> Selected text:
====================
The words in talics were written that way in this article.

Excerpt #2
Aunt [no author cited or publishing date given]
…”In many nonindustrialized cultures, distinctions between a paternal aunt and a maternal aunt are important because they reflect authority, ties to the mother's clan, or close kinship bonds. Whether the kinship system is matrilineal (descent is traced through females) or patrilineal (descent is traced through males), the father's sister is treated as a sort of female father. Among the Bunyoro, Swazi, and Ashanti in Africa, as well as Australian aboriginal tribes, for example, the father's sister may discipline her brothers' children, commands the same respect and authority as her brother, and arranges her nephew's marriage or may forbid it if the nephew chooses an unacceptable mate (Beattie 1960; Fortes 1969; Hart and Pilling 1960; Kuper 1950; Reed 1975)."

Excerpt #3
"Guide to being a Nigerian"
by little reader [no publishing date given]
"In the Nigerian culture, any woman who is significantly older than you is your auntie. In the same way, any man who is significantly older than you is your uncle. This is simply a way of being polite.

Yes, your mum/dad’s sister/brother is still your auntie/uncle, but it applies with others too.

But what do I do if I want to call one auntie but I’m in a room filled with women, all of whom I refer to as auntie?!

You do one of two things:
1. You call them by their first name e. g. Auntie Mary, Auntie Jane, Auntie Bukki (it is most likely that their name will be Nigerian so pronounce it right), although I don’t particularly like this method as depending on the kind of auntie you are talking to, they may not like a “youngster” using their first name. So refer to option #2:

2. You walk up to them and say “auntie” right next to them. Yes, it is that simple. That easy.”


Comment what other ways you can think of to identify one auntie in a roomful of aunties….

[Selected Comments]
1-800-Sarcasam, Dec 09, 2017
"Honestly my white friends think I have a huge family because of that 😂"

2. symplyayisha99, Aug 23, 2017
"What of a situation where you 
Enter the house and you see that the house is full with all your mum's family people.
You now have to start kneeling down and be greeting them one by one.

3. -,  Jan 13, 2017
No it's not. I was at church one day and I went up and stood beside an aunty who was talking to another aunty an  I didn't know either of their names so I said 'hello aunty' and they both said hello and I just stared blankly XD

4. skittlesromance, Dec. 26, 2016
"At times my dad makes me call some women that have given birth to children 👶 'mummy '"

5. PetrovaKathy, Oct 31, 2015
"An elderly person is your mummy or daddy while those that are just a bit older than you are your aunties and uncles"

6. Brianunnacodz, August 26, 2015
"My father does the whole mummy thing. Everyone's your mother or father. I do not see it as that".

Excerpt #4
"Why do Nigerians call everyone uncle/aunty instead of sir/madam?"

1. Kelechi Wachuku, Answered October 18, 2018
"I think it depends.
====================
> Entries:
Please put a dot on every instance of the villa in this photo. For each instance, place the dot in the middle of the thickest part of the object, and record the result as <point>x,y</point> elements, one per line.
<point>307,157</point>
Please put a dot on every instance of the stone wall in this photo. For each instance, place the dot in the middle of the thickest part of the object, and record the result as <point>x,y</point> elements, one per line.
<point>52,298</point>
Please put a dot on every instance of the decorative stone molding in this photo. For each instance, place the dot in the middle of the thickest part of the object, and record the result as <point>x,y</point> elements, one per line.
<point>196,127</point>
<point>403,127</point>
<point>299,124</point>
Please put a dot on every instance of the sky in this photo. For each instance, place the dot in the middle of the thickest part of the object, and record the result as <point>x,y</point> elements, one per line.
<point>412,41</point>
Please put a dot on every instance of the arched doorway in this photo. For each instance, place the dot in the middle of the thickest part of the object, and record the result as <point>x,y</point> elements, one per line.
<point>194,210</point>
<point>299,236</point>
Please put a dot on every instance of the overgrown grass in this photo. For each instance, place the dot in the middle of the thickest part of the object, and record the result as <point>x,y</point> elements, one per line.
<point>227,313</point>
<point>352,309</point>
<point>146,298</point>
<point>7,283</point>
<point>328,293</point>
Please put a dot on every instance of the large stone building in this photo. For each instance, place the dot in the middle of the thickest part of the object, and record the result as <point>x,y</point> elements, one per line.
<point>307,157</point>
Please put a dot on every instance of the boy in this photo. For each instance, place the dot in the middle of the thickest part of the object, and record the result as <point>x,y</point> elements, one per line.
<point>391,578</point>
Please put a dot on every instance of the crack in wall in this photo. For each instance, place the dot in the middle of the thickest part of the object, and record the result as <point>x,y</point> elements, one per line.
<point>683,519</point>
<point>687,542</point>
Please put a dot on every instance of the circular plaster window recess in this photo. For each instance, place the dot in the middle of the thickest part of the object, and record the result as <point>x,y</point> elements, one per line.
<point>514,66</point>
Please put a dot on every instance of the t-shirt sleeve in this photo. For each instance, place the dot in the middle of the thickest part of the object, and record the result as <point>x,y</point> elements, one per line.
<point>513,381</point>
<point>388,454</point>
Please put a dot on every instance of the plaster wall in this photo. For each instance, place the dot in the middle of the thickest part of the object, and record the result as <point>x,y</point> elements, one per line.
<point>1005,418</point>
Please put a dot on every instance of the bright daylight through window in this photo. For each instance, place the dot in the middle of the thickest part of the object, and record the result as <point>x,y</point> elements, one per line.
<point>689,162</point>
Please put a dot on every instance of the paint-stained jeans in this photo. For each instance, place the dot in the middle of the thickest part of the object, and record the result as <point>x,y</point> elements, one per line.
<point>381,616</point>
====================
> Problems to solve:
[1] List every source cited in parentheses in the text about aunts, with its year.
[2] Carry the text about aunts forward from its last sentence by writing the next few lines of Kelechi Wachuku's answer.
The rows are drawn from a separate source.

> Responses to the tasks:
[1]
Beattie 1960
Fortes 1969
Hart and Pilling 1960
Kuper 1950
Reed 1975

[2]
In my experience, one usually calls someone uncle or aunty if they’re introduced to or meet someone their parent, elder sibling, or guardian knows. This actually doesn’t seem to be Nigeria-specific, or even Africa-specific, since some friends of mine with roots in places like Ghana, India and the Philippines all tell similar stories. What’s kind of amusing is that we can become so used to saying this that we don’t realize who’s an actual aunt/uncle, another kind if relative, or a family friend.

In my case, until maybe the age of 14 or 15, there were maybe 10–12 other people I literally thought of as my aunt or uncle. The thing is, some of these people were not even from the same ethnic group, let alone country. Also, even after becoming well aware of the fact that they weren’t my uncles or aunts, it just feels weird to call them anything else other than those titles, like, say, sir or ma. Like, for one of my cousins, she calls my mother “aunty,” even though she’s very aware they’re actually cousins since my mother was well into her 20s by the time my cousin was born. On the flipside, though, my mom has only referred to my cousin as “my cousin.” It’s the same thing with one of my “uncles.” He was introduced to me in my mid teens as an uncle, but I soon became aware that he wasn’t an uncle. I still call him “uncle,” because of familiarity, but he has literally only ever referred to me to others as “my cousin.”

Sometimes, people will also call someone “uncle” or “aunty” if they feel some kind of connection with a person, but I noticed that women tend to do this the most, and the person being called that is almost always African in some way and must be older than they are. I see it all the time on YouTube. There’s a famous YouTuber called Jackie Aina, who’s half-Nigerian, and her followers routinely call her “aunty.”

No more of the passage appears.